Exercise description: Reproduce the passage of the legislative excerpt below, from "Nothing in this" to "107. Effective date.", word for word.
━━━ Document excerpt ━━━
SEC. 106. Rulemaking authority of Supreme Court and Judicial Conference.

Nothing in this title shall restrict in any way the authority of the Judicial Conference and the Supreme Court to propose and prescribe general rules of practice and procedure under chapter 131 of title 28, United States Code.

SEC. 107. Effective date.

The amendments made by the title shall apply to any civil action pending on the date of enactment of this title or commenced thereafter.

TITLE IIFurthering Asbestos Claim Transparency

SEC. 201. Short title.

This title may be cited as the “Furthering Asbestos Claim Transparency (FACT) Act of 2017”.

SEC. 202. Amendments.

Section 524(g) of title 11, United States Code, is amended by adding at the end the following:

“(8) A trust described in paragraph (2) shall, subject to section 107—

“(A) file with the bankruptcy court, not later than 60 days after the end of every quarter, a report that shall be made available on the court’s public docket and with respect to such quarter—

“(i) describes each demand the trust received from, including the name and exposure history of, a claimant and the basis for any payment from the trust made to such claimant; and

“(ii) does not include any confidential medical record or the claimant’s full social security number; and

“(B) upon written request, and subject to payment (demanded at the option of the trust) for any reasonable cost incurred by the trust to comply with such request, provide in a timely manner any information related to payment from, and demands for payment from, such trust, subject to appropriate protective orders, to any party to any action in law or equity if the subject of such action concerns liability for asbestos exposure.”.
━━━ Entries shown ━━━
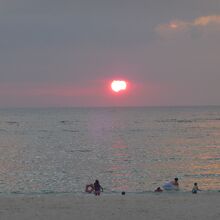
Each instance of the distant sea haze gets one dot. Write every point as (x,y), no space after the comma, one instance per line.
(128,149)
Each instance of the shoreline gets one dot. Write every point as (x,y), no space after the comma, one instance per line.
(166,205)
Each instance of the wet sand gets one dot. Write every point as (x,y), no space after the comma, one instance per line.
(169,206)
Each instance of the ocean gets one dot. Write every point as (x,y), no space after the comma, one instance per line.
(133,149)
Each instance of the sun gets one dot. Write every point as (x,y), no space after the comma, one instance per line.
(118,85)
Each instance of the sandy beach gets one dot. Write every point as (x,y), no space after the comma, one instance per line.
(204,205)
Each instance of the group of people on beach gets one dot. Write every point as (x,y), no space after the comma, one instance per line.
(174,185)
(96,188)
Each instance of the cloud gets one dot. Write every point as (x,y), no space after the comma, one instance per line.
(178,26)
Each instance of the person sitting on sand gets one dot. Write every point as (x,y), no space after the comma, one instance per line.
(172,185)
(158,189)
(175,182)
(195,188)
(97,188)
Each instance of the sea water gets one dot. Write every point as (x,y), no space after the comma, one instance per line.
(133,149)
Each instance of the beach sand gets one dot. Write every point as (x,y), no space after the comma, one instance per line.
(169,206)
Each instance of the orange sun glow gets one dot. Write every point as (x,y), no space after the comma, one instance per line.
(118,85)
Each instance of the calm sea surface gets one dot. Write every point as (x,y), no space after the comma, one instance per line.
(131,149)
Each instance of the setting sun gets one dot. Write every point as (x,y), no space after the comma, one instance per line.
(118,85)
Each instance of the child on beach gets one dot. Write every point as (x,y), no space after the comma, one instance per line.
(97,188)
(195,188)
(158,189)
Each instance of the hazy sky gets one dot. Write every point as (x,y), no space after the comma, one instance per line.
(66,52)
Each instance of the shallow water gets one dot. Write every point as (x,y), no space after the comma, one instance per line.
(131,149)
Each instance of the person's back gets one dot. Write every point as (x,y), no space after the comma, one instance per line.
(97,188)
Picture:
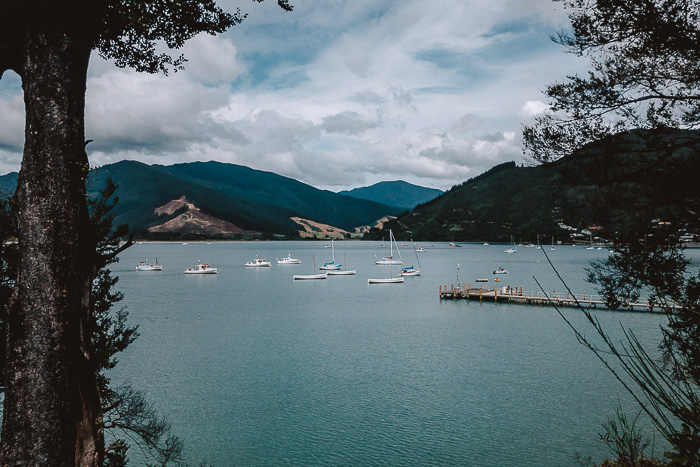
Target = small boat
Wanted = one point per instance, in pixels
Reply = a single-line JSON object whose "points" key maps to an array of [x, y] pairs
{"points": [[303, 277], [200, 268], [306, 277], [144, 266], [288, 260], [410, 271], [512, 248], [390, 260], [258, 263], [331, 266], [391, 279], [343, 272]]}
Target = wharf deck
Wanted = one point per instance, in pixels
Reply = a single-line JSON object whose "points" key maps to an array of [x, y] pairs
{"points": [[517, 295]]}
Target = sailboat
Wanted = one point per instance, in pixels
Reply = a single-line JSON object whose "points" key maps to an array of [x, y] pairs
{"points": [[391, 279], [145, 266], [389, 260], [512, 248], [411, 270], [331, 266], [342, 272], [301, 277]]}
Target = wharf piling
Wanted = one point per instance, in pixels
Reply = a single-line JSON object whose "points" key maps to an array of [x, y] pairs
{"points": [[517, 295]]}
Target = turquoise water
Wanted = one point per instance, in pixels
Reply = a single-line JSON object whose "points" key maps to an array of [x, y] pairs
{"points": [[254, 368]]}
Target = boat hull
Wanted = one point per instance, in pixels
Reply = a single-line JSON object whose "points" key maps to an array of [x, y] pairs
{"points": [[351, 272], [393, 280], [307, 277]]}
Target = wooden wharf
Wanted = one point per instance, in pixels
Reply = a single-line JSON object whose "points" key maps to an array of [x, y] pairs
{"points": [[517, 295]]}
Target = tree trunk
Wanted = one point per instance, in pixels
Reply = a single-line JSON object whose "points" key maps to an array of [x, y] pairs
{"points": [[52, 412]]}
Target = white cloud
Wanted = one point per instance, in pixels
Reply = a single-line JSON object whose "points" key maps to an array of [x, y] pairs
{"points": [[336, 93], [533, 108]]}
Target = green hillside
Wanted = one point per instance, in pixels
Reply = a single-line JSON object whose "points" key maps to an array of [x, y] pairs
{"points": [[627, 178], [398, 193], [251, 199]]}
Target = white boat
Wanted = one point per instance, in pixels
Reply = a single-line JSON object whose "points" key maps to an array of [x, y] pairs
{"points": [[303, 277], [144, 266], [342, 272], [258, 263], [288, 260], [306, 277], [331, 266], [200, 268], [410, 271], [393, 280], [390, 260], [512, 248]]}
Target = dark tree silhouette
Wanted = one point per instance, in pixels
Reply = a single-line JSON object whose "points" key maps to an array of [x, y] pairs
{"points": [[52, 411]]}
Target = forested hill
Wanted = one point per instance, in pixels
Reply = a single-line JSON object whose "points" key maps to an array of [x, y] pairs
{"points": [[232, 200], [398, 193], [636, 176]]}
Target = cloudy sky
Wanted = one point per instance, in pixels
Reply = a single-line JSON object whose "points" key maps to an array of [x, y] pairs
{"points": [[337, 94]]}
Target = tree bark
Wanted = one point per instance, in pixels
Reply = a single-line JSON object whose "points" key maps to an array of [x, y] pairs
{"points": [[52, 411]]}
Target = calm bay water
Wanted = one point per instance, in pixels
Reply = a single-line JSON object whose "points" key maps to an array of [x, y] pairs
{"points": [[254, 368]]}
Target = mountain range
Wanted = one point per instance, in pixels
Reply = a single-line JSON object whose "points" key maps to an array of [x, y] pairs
{"points": [[399, 193], [632, 178]]}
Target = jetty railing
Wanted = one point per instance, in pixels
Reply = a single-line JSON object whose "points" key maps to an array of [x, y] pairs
{"points": [[517, 295]]}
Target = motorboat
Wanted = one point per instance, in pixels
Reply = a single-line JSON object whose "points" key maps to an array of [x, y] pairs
{"points": [[145, 266], [288, 260], [200, 268]]}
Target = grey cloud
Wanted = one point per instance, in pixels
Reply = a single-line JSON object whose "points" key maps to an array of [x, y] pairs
{"points": [[347, 122]]}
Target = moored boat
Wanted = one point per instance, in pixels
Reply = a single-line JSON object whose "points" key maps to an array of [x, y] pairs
{"points": [[288, 260], [200, 268], [258, 263], [145, 266]]}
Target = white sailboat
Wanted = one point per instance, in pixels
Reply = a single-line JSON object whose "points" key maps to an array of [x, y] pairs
{"points": [[304, 277], [390, 280], [200, 268], [288, 260], [390, 260], [331, 266], [411, 270], [512, 248], [145, 266], [342, 272]]}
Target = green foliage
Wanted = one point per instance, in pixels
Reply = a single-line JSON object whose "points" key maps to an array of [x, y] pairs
{"points": [[399, 194], [625, 440], [644, 73], [251, 199]]}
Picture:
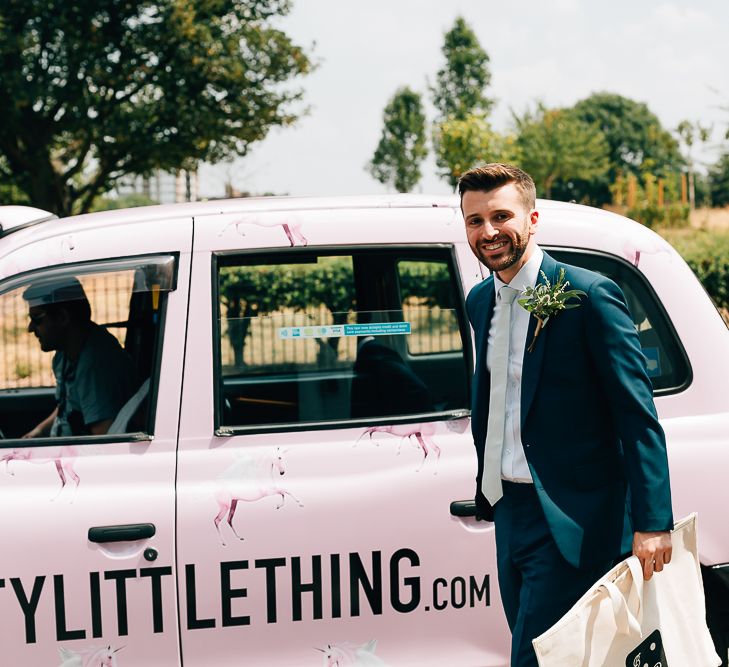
━━━
Your solution:
Nothing in this title shall restrict in any way the authority of the Judicial Conference and the Supreme Court to propose and prescribe general rules of practice and procedure under chapter 131 of title 28, United States Code.

SEC. 107. Effective date.